Written request –
Rewrite every one of the records below as a Markdown table with the columns No. and Text. Number each row and leave out any blank lines.

** start Exercise data **

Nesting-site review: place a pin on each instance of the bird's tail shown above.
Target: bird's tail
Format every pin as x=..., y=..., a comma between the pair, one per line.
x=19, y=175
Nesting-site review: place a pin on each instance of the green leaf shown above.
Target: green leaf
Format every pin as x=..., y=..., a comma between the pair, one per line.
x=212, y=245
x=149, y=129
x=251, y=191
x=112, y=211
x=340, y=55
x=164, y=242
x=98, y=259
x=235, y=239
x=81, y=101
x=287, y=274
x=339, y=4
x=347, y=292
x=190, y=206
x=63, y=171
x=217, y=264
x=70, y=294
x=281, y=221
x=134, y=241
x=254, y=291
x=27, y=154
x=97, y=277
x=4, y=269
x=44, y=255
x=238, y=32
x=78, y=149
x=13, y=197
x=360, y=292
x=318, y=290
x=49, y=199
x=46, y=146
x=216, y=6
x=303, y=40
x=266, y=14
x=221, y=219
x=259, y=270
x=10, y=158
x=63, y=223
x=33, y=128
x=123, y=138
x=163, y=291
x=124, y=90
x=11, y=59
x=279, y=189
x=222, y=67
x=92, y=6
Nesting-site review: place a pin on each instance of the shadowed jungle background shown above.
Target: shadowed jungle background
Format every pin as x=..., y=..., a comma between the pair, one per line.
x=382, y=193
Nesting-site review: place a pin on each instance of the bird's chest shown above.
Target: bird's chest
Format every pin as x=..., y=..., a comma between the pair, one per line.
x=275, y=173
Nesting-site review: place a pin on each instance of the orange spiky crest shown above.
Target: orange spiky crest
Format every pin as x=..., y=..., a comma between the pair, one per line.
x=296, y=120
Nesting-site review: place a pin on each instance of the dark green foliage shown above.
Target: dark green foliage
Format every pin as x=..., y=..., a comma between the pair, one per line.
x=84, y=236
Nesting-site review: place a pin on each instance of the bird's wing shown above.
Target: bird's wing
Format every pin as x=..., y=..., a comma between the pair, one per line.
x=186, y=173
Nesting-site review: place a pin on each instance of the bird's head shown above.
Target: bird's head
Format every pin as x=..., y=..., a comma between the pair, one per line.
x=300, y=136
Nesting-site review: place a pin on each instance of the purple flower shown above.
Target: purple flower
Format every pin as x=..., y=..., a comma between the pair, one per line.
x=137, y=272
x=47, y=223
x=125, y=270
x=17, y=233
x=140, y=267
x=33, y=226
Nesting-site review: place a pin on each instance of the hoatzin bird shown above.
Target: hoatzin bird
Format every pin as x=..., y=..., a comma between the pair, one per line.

** end Exercise data **

Expected answer –
| No. | Text |
|---|---|
| 1 | Nesting-site review: place a pin on each instance of the bird's tail shown above. |
| 2 | Target: bird's tail |
| 3 | Format every pin as x=..., y=..., a comma between the pair, one per line. |
| 4 | x=19, y=175 |
| 5 | Nesting-site review: place a pin on each instance of the green leaf shown above. |
| 6 | Target: green leaf |
| 7 | Format every pin as x=..., y=..., a comma between the pair, one per line. |
| 8 | x=212, y=245 |
| 9 | x=149, y=129 |
| 10 | x=251, y=191 |
| 11 | x=112, y=211 |
| 12 | x=340, y=55 |
| 13 | x=164, y=242 |
| 14 | x=98, y=259 |
| 15 | x=235, y=239 |
| 16 | x=81, y=101 |
| 17 | x=287, y=274 |
| 18 | x=339, y=4 |
| 19 | x=347, y=292 |
| 20 | x=190, y=206 |
| 21 | x=63, y=171 |
| 22 | x=217, y=264 |
| 23 | x=70, y=294 |
| 24 | x=281, y=221 |
| 25 | x=134, y=241 |
| 26 | x=254, y=291 |
| 27 | x=27, y=154 |
| 28 | x=97, y=277 |
| 29 | x=4, y=269 |
| 30 | x=44, y=255 |
| 31 | x=238, y=32 |
| 32 | x=78, y=149 |
| 33 | x=13, y=197 |
| 34 | x=360, y=292 |
| 35 | x=318, y=290 |
| 36 | x=49, y=199 |
| 37 | x=46, y=146 |
| 38 | x=216, y=6 |
| 39 | x=303, y=40 |
| 40 | x=266, y=14 |
| 41 | x=221, y=219 |
| 42 | x=259, y=270 |
| 43 | x=10, y=158 |
| 44 | x=63, y=223 |
| 45 | x=33, y=128 |
| 46 | x=123, y=138 |
| 47 | x=163, y=291 |
| 48 | x=124, y=90 |
| 49 | x=11, y=59 |
| 50 | x=279, y=189 |
| 51 | x=222, y=67 |
| 52 | x=92, y=6 |
| 53 | Nesting-site review: place a pin on each instance of the shadowed jungle background shown above. |
| 54 | Target: shadowed jungle background |
| 55 | Format every pin as x=..., y=..., a comma between the pair, one per line. |
| 56 | x=382, y=193 |
| 57 | Nesting-site review: place a pin on each instance of the bird's chest shown above. |
| 58 | Target: bird's chest |
| 59 | Format every pin as x=..., y=..., a comma between the pair, one per line. |
| 60 | x=275, y=173 |
| 61 | Nesting-site review: place a pin on each instance of the orange spiky crest shown above. |
| 62 | Target: orange spiky crest |
| 63 | Format every pin as x=..., y=..., a comma between the pair, one per line. |
| 64 | x=296, y=120 |
| 65 | Nesting-site review: place a pin on each instance of the dark green foliage shown above. |
| 66 | Target: dark green foliage |
| 67 | Format every pin as x=..., y=..., a comma between the pair, one per line. |
| 68 | x=84, y=236 |
| 69 | Nesting-site review: place a pin on each instance of the bird's wing shown above. |
| 70 | Target: bird's wing |
| 71 | Format every pin as x=..., y=..., a comma between the pair, one per line. |
| 72 | x=186, y=173 |
| 73 | Nesting-site review: place a pin on each instance of the bird's head shown above. |
| 74 | Target: bird's head |
| 75 | Format every pin as x=..., y=..., a comma between the pair, one per line. |
| 76 | x=300, y=136 |
| 77 | Nesting-site review: place a pin on each instance of the purple flower shown above. |
| 78 | Target: purple flower |
| 79 | Format every pin as x=..., y=..., a comma between the pair, one per line. |
| 80 | x=137, y=272 |
| 81 | x=47, y=223 |
| 82 | x=125, y=270 |
| 83 | x=17, y=233 |
| 84 | x=140, y=267 |
| 85 | x=33, y=226 |
| 86 | Nesting-site review: place a pin on each instance of the hoatzin bird shown above. |
| 87 | Target: hoatzin bird |
| 88 | Format every pin as x=..., y=..., a comma between the pair, one per line. |